> [Brief] Restate each entry shown beneath this instruction, keeping its wording intact.

> [Raw data]
• • • • •
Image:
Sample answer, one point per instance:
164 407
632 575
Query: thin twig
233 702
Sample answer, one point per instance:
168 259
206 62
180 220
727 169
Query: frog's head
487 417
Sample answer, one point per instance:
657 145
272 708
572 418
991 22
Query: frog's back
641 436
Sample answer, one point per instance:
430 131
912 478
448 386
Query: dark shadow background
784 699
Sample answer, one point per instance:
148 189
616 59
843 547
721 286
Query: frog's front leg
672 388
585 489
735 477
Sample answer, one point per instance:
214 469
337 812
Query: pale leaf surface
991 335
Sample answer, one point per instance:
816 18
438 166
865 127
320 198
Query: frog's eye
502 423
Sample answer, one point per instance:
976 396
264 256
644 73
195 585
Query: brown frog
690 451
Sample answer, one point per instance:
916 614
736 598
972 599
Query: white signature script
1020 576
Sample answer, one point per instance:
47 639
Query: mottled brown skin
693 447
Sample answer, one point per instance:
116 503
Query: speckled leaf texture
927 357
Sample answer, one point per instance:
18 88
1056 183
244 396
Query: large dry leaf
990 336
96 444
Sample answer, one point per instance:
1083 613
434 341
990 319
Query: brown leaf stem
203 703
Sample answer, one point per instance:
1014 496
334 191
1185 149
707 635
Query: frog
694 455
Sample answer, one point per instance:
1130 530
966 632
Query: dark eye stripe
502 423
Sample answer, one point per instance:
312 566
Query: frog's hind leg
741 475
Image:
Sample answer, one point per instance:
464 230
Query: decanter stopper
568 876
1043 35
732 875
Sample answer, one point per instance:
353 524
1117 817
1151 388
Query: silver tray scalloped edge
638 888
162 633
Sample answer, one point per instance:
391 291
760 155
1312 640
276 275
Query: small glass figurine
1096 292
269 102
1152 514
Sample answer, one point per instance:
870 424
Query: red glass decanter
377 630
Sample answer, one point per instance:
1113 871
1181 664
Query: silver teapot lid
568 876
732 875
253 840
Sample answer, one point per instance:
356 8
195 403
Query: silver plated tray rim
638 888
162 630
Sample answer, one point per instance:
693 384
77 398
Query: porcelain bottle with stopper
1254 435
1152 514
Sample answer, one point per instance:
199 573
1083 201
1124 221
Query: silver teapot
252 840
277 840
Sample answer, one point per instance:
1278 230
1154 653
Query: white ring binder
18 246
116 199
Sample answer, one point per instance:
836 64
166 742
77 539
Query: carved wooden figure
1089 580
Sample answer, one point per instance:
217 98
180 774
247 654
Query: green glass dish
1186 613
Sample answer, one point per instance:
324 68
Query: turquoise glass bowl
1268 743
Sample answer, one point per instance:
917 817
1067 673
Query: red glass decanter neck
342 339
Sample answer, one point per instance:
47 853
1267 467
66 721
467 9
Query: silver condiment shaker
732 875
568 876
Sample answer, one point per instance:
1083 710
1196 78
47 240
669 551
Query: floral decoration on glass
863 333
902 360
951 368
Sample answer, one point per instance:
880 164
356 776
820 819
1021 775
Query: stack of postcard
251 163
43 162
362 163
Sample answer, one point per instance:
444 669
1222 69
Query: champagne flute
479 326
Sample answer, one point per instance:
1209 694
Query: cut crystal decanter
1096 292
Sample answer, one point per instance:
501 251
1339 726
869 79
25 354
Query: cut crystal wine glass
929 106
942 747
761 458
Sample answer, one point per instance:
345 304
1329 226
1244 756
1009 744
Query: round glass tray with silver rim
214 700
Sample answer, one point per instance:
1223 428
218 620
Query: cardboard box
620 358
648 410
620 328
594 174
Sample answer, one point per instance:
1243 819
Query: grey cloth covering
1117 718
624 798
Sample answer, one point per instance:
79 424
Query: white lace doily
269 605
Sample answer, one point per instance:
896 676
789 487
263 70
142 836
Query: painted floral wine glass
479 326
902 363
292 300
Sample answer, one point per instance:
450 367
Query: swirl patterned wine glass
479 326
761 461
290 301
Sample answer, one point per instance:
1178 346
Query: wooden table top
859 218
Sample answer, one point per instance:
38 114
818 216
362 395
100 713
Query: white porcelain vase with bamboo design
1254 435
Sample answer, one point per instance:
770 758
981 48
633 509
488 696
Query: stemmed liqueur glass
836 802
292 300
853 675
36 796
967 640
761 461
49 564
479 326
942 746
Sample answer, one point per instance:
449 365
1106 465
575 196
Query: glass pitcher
• • • • •
> [The completed task]
Image:
Sample answer, one point per instance:
164 407
632 575
Query: thin twig
233 702
Sample answer, one point per instance:
168 259
206 62
180 220
727 169
Query: frog's head
487 417
Sample answer, one point per instance:
657 145
272 708
572 418
991 22
Query: frog's back
641 436
Sample answer, one point per instance:
430 131
912 478
448 386
Query: dark shadow background
784 699
Sample answer, one point per instance:
148 189
616 59
843 547
721 286
Query: frog's front leg
672 388
585 489
735 477
Sample answer, one point per instance:
214 469
337 812
Query: pale leaf surface
991 335
Sample answer, one point per instance:
816 18
438 166
865 127
320 198
Query: frog's eye
502 423
Sample answer, one point per instance:
976 396
264 256
644 73
195 585
Query: brown frog
690 451
Sample answer, one point per instance:
916 614
736 598
972 599
Query: white signature script
1020 576
Sample answer, one point per instance:
47 639
Query: mottled brown skin
693 447
Sample answer, one point per instance:
116 503
Query: speckled leaf texture
927 357
Sample answer, one point per instance:
18 88
1056 183
244 396
Query: large dry leaf
990 336
96 444
Sample answer, one point per instance:
1083 613
434 341
990 319
Query: brown leaf stem
203 703
Sample answer, one point per instance:
1014 496
334 191
1185 149
707 635
Query: frog
694 455
Sample answer, one point per instance:
1130 530
966 632
Query: dark eye stripe
502 423
Sample answer, one point per instance:
312 566
Query: frog's hind leg
741 475
Image:
Sample answer, one point per instance:
464 230
Query: decanter stopper
568 876
1043 35
732 875
Sample answer, one point per instance:
353 524
1117 817
1151 388
Query: silver tray scalloped edge
638 888
162 633
Sample answer, one point per instance:
391 291
760 155
1312 640
276 275
Query: small glass figurine
1096 292
269 102
1152 514
Sample answer, one point per instance:
870 424
Query: red glass decanter
377 630
Sample answer, one point per instance:
1113 871
1181 664
Query: silver teapot lid
568 876
732 875
253 840
Sample answer, one point per instance:
356 8
195 403
Query: silver plated tray rim
638 888
162 630
Sample answer, one point per instance:
693 384
77 398
Query: porcelain bottle with stopper
1254 435
1152 514
Sample answer, one point per instance:
199 573
1083 201
1124 221
Query: silver teapot
252 840
277 840
Sample answer, one point per instance:
1278 230
1154 653
Query: white ring binder
18 246
116 199
Sample answer, one point per instance:
836 64
166 742
77 539
Query: carved wooden figure
1089 580
Sample answer, one point per instance:
217 98
180 774
247 654
Query: green glass dish
1186 613
Sample answer, one point per instance:
324 68
Query: turquoise glass bowl
1268 743
Sample answer, one point per instance:
917 817
1067 673
Query: red glass decanter neck
342 339
Sample answer, one point per instance:
47 853
1267 467
66 721
467 9
Query: silver condiment shaker
732 875
568 876
Sample answer, one point per instance:
1083 710
1196 78
47 240
669 551
Query: floral decoration on glass
863 333
902 360
951 368
Sample answer, one point per instance:
880 164
356 776
820 819
1021 775
Query: stack of postcard
251 163
43 162
362 163
Sample answer, one point per instance:
444 669
1222 69
Query: champagne flute
479 326
Sample answer, one point per instance:
1209 694
Query: cut crystal decanter
1096 292
Sample answer, one point per instance:
501 251
1339 726
869 79
25 354
Query: cut crystal wine glass
929 106
942 747
761 458
Sample answer, one point per instance:
345 304
1329 226
1244 756
1009 744
Query: round glass tray with silver rim
214 700
Sample answer, one point per instance:
1223 428
218 620
Query: cardboard box
620 358
648 410
620 328
594 174
Sample answer, one point per instance:
1243 819
Query: grey cloth covering
1117 718
624 798
Sample answer, one point per instance:
79 424
Query: white lace doily
269 605
Sample answer, one point per instance:
896 676
789 487
263 70
142 836
Query: painted floral wine glass
479 326
902 363
292 300
Sample answer, one point per instance:
450 367
Query: swirl patterned wine glass
479 326
761 461
290 301
Sample answer, one point per instance:
1178 346
Query: wooden table top
859 218
Sample answer, one point per instance:
38 114
818 216
362 395
100 713
Query: white porcelain vase with bamboo design
1254 435
Sample answer, one point per instance:
770 758
981 48
633 509
488 696
Query: stemmed liqueur glass
836 802
292 300
853 675
36 796
967 640
761 461
49 564
479 326
942 746
Sample answer, one point per instance:
449 365
1106 465
575 196
Query: glass pitcher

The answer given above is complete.